书面习题:
把下面的全部材料逐行复写一遍，一字不改。

(分割记录节选)

◆ ◆ ◆ ◆

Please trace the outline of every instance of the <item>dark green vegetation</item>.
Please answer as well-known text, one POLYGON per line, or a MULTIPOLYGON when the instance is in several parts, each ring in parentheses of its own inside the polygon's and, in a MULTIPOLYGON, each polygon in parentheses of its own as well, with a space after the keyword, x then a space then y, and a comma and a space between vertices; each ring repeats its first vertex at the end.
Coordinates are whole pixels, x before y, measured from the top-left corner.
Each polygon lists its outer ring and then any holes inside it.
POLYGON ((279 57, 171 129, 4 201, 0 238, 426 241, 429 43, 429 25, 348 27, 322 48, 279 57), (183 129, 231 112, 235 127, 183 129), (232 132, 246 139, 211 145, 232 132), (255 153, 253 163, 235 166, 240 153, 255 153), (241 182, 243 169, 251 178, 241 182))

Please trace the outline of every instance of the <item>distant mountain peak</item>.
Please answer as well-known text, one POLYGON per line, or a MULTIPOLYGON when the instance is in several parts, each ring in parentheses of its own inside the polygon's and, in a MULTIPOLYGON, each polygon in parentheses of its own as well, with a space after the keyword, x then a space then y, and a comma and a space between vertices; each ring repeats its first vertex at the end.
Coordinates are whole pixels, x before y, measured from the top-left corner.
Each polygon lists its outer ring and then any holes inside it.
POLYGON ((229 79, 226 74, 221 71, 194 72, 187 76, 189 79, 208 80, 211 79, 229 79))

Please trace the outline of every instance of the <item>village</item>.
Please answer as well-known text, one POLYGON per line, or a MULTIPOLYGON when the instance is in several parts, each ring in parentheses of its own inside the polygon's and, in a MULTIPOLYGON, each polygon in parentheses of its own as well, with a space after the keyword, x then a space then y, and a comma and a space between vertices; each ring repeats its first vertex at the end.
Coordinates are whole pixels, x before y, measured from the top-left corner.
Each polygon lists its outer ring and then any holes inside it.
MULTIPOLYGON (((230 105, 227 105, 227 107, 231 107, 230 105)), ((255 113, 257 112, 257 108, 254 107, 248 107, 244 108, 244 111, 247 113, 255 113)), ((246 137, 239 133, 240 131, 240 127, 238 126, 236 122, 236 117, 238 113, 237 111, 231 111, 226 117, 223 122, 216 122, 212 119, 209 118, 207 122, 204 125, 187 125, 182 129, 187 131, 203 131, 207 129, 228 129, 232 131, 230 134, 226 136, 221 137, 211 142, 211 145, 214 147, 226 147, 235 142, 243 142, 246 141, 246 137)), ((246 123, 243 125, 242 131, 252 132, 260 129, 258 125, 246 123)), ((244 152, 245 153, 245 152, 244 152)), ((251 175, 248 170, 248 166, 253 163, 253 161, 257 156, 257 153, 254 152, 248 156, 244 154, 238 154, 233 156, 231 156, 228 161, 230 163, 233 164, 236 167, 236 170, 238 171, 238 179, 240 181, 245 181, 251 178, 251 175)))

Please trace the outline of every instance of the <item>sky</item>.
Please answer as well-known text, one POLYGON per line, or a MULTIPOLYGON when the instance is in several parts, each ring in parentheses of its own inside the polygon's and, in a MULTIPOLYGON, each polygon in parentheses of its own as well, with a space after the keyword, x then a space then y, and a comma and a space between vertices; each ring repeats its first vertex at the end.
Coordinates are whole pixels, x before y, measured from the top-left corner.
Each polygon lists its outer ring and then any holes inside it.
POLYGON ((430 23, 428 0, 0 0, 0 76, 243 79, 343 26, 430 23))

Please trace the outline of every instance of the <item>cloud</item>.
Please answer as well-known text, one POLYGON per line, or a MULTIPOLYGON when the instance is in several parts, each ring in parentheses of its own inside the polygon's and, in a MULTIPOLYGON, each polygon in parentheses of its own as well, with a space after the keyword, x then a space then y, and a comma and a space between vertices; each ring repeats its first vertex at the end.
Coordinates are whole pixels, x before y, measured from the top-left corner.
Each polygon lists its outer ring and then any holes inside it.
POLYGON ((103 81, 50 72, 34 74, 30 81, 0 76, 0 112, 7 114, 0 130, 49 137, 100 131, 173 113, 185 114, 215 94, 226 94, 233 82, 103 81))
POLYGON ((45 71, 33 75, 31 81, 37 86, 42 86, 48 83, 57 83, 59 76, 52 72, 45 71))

◆ ◆ ◆ ◆

输出结果:
Please trace the outline of every instance of the <item>dark green vegetation</item>.
Please answer as well-known text, one POLYGON per line, or a MULTIPOLYGON when the instance is in several parts, each ring in parentheses of its own inside the polygon's and, in a MULTIPOLYGON, each polygon in parentheses of its own as well, with a space after the keyword, x then a space then y, and a comma and a space between vertices; each ring repeats its first vertex at the end.
Coordinates are whole pixels, x before y, measured from the top-left corner.
Each polygon lists its outer ring and then any holes inside it.
POLYGON ((279 57, 171 129, 4 201, 0 238, 426 241, 429 43, 429 25, 348 27, 322 48, 279 57), (183 129, 231 112, 235 127, 183 129), (232 132, 246 139, 211 145, 232 132), (255 153, 253 163, 235 166, 240 153, 255 153), (241 182, 243 169, 251 178, 241 182))

Please trace the outline of every instance of the <item>distant mountain peak</item>.
Please answer as well-known text, one POLYGON per line, or a MULTIPOLYGON when the instance is in several parts, each ring in parentheses of its own inside the polygon's and, in a MULTIPOLYGON, each polygon in parentheses of its own as well, with a space after the keyword, x then a space then y, and a comma and a space between vertices; each ring repeats its first vertex at the end.
Coordinates are whole pixels, x before y, measured from the top-left corner.
Each polygon lists its outer ring and then any holes inside it.
POLYGON ((229 79, 226 74, 221 71, 194 72, 187 76, 189 79, 208 80, 211 79, 229 79))

Please trace the outline of every instance of the <item>village</item>.
Please answer as well-known text, one POLYGON per line, or a MULTIPOLYGON when the instance is in several parts, each ring in parentheses of its own inside the polygon's and, in a MULTIPOLYGON, each polygon in parentheses of its own as well, with a space after the keyword, x then a space then y, and a comma and a space between vertices; each ring repeats its first vertex at the end.
Coordinates are whole pixels, x before y, measured from the top-left corner.
Each polygon lists its outer ring and then any holes inside it.
MULTIPOLYGON (((230 105, 227 105, 227 107, 231 107, 230 105)), ((255 113, 257 112, 257 108, 254 107, 248 107, 244 108, 244 111, 247 113, 255 113)), ((246 137, 239 133, 240 131, 240 127, 238 126, 236 122, 236 117, 238 113, 237 111, 231 111, 226 117, 223 122, 216 122, 212 119, 209 118, 207 122, 204 125, 187 125, 182 129, 187 131, 203 131, 207 129, 228 129, 232 131, 230 134, 226 136, 221 137, 211 142, 211 145, 214 147, 226 147, 235 142, 243 142, 246 141, 246 137)), ((246 123, 243 125, 242 131, 252 132, 260 129, 258 125, 246 123)), ((244 152, 245 153, 245 152, 244 152)), ((251 175, 248 170, 248 166, 253 163, 253 161, 257 156, 257 153, 254 152, 248 156, 244 154, 238 154, 233 156, 231 156, 228 161, 230 163, 233 164, 236 167, 236 170, 238 171, 238 179, 240 181, 245 181, 251 178, 251 175)))

Please trace the outline of every instance of the <item>sky</item>.
Please answer as well-known text, one POLYGON per line, or a MULTIPOLYGON when the instance is in several parts, each ring in parentheses of its own inside the polygon's and, in a MULTIPOLYGON, each polygon in parentheses of its own as well, with a space after the keyword, x then a space then y, and a comma and a space between vertices; each ring repeats its first vertex at the end.
Coordinates are whole pixels, x before y, measured from the top-left corner.
Each polygon lists its outer ring and then any holes inside it.
POLYGON ((430 23, 428 0, 0 0, 0 76, 243 79, 343 26, 430 23))

Please trace the outline of every instance of the <item>cloud</item>.
Please answer as well-known text, one POLYGON per line, or a MULTIPOLYGON when the instance is in several parts, each ring in parentheses of its own inside the polygon's and, in a MULTIPOLYGON, each polygon in parentheses of its own as well, with a space after the keyword, x then a space then y, and a comma and a space between vertices; each ring repeats its first vertex at the end.
Coordinates are whole pixels, x before y, measured from the top-left corner.
Each polygon lists its outer ring and then any holes inside it.
POLYGON ((103 81, 50 72, 34 74, 30 81, 0 76, 0 112, 7 114, 0 130, 49 137, 100 131, 173 113, 185 114, 215 94, 226 94, 233 82, 103 81))
POLYGON ((45 71, 33 75, 31 81, 37 86, 42 86, 48 83, 57 83, 59 76, 52 72, 45 71))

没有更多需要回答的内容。